Exercise aim = Pick out every line in the items below that contains the word "front" and copy each of those lines.

Excerpted records =
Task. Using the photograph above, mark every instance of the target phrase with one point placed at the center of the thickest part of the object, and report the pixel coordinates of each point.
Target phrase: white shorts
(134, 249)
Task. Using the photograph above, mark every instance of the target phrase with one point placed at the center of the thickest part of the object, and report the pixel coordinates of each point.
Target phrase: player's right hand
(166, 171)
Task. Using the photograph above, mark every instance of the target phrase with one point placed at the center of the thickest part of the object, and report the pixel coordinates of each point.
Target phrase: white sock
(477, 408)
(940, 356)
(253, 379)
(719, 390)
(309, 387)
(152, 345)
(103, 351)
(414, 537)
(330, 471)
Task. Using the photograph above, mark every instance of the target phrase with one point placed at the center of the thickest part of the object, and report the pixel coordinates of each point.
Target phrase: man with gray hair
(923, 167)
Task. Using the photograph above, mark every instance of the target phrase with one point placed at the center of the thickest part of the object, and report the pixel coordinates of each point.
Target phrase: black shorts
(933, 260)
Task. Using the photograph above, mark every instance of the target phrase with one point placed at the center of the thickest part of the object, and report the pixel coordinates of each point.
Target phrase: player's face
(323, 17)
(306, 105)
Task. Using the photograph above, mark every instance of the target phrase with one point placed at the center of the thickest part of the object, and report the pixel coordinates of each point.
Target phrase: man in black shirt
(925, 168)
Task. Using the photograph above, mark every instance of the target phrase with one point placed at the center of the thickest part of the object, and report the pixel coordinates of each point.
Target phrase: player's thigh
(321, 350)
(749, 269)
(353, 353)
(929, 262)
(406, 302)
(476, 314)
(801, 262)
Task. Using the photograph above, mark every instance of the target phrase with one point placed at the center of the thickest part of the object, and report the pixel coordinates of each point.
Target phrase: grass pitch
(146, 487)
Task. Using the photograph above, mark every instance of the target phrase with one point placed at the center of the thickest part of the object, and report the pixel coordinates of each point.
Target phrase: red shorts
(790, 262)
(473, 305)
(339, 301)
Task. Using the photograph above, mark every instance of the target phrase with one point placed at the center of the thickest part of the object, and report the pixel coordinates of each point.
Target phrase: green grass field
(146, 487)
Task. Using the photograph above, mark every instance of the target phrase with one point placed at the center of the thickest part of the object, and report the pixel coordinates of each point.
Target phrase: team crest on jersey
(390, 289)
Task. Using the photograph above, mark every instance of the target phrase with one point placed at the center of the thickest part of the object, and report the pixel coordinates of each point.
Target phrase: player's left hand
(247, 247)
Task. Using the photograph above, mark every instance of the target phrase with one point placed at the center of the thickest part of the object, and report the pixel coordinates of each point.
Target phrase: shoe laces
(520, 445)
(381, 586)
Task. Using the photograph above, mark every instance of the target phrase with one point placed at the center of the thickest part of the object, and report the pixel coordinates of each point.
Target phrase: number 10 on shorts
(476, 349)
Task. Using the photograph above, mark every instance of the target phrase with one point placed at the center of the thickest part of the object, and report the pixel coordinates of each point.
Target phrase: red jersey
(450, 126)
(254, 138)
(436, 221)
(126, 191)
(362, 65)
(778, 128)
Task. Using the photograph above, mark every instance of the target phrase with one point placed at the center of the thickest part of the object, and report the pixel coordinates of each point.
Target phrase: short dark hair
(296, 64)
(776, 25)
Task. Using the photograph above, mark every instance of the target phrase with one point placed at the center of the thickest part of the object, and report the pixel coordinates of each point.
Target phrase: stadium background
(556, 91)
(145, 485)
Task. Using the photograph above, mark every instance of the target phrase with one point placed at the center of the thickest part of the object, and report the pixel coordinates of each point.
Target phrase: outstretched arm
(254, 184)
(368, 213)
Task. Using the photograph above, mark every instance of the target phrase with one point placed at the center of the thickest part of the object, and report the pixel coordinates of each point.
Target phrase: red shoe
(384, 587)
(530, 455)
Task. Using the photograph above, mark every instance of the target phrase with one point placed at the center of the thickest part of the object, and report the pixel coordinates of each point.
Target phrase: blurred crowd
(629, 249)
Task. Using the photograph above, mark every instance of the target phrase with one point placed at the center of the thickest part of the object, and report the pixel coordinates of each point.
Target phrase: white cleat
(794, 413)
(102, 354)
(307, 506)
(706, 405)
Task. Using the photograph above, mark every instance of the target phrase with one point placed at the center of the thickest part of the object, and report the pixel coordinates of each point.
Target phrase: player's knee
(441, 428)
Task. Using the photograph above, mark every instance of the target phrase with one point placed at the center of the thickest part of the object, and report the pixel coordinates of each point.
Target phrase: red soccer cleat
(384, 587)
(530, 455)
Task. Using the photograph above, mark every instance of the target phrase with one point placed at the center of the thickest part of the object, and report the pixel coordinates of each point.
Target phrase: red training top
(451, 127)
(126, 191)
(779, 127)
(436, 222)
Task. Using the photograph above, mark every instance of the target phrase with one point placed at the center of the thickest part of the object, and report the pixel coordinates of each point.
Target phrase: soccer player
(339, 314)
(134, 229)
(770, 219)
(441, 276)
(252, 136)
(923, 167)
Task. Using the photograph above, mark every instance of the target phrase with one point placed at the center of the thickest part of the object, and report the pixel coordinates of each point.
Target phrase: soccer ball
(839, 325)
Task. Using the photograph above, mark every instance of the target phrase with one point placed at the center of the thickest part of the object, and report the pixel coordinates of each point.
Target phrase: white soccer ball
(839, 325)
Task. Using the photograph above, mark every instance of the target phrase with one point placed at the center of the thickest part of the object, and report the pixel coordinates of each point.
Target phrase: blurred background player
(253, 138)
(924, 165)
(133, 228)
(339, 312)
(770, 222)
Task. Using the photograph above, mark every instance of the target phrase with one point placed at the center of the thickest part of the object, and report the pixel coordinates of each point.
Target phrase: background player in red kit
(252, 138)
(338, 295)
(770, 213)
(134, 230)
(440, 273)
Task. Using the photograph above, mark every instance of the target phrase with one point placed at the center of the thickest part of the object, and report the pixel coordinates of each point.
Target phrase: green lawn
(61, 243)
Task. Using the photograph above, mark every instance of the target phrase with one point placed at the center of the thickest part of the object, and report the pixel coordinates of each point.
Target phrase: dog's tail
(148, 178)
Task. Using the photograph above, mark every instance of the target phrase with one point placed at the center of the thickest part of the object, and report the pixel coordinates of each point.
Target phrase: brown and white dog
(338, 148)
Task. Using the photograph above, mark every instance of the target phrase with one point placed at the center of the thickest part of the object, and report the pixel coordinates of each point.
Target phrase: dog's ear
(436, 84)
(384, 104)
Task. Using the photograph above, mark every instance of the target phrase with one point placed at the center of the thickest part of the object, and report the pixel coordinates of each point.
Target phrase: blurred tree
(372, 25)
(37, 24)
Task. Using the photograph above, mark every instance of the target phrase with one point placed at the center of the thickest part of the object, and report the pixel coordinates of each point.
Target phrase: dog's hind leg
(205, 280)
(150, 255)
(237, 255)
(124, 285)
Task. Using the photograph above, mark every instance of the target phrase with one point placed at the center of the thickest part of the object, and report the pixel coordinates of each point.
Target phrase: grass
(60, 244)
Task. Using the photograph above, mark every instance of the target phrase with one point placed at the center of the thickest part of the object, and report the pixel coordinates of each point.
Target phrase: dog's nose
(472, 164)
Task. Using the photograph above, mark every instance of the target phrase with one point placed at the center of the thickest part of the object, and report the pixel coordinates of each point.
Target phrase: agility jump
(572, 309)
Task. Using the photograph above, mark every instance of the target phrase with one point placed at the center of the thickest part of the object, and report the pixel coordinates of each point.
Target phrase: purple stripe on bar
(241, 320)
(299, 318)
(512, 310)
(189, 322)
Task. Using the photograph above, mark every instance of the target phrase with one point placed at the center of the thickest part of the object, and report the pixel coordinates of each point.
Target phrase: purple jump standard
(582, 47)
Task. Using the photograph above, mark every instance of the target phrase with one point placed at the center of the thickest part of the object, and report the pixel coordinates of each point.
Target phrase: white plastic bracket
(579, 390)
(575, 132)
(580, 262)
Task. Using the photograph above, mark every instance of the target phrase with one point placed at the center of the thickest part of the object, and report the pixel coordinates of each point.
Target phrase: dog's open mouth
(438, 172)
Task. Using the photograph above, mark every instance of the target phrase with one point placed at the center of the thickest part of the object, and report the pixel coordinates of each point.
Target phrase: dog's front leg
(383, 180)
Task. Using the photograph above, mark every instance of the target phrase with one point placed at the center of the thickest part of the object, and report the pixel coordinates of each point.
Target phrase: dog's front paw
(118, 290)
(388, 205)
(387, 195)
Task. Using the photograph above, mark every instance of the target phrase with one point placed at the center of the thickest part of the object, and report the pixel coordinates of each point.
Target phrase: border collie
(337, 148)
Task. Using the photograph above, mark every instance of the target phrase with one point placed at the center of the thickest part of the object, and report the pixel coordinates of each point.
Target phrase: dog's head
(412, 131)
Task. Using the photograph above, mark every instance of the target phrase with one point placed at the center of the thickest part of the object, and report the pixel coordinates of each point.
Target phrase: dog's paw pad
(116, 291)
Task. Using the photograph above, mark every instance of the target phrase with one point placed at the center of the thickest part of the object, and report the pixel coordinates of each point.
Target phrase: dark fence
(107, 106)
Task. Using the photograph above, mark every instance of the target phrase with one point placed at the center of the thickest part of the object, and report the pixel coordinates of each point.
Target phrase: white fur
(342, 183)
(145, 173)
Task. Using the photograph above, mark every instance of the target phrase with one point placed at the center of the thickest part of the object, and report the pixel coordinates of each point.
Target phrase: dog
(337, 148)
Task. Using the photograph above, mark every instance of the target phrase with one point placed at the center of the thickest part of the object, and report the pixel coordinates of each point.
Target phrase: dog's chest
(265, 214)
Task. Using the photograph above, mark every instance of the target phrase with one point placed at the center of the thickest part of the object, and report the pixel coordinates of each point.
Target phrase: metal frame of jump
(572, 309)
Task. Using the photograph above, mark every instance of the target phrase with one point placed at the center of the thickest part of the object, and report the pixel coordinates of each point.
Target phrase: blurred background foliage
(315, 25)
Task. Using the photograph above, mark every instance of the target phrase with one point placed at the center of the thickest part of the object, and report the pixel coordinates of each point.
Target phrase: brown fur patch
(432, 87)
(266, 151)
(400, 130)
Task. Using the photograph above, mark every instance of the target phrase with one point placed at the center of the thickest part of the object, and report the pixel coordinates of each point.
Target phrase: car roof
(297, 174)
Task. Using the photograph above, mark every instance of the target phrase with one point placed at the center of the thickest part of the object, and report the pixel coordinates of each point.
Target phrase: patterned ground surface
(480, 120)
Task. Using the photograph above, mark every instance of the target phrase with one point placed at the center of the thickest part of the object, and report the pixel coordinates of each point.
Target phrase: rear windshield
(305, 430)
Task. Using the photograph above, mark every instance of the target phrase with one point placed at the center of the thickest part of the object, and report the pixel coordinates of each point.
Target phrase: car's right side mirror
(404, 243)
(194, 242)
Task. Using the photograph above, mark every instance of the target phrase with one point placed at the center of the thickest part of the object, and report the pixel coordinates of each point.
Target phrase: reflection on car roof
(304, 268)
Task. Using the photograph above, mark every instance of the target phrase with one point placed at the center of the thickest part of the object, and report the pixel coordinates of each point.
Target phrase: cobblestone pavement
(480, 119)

Solution to this problem =
Target phrase: dog's front leg
Target phrase: dog's front paw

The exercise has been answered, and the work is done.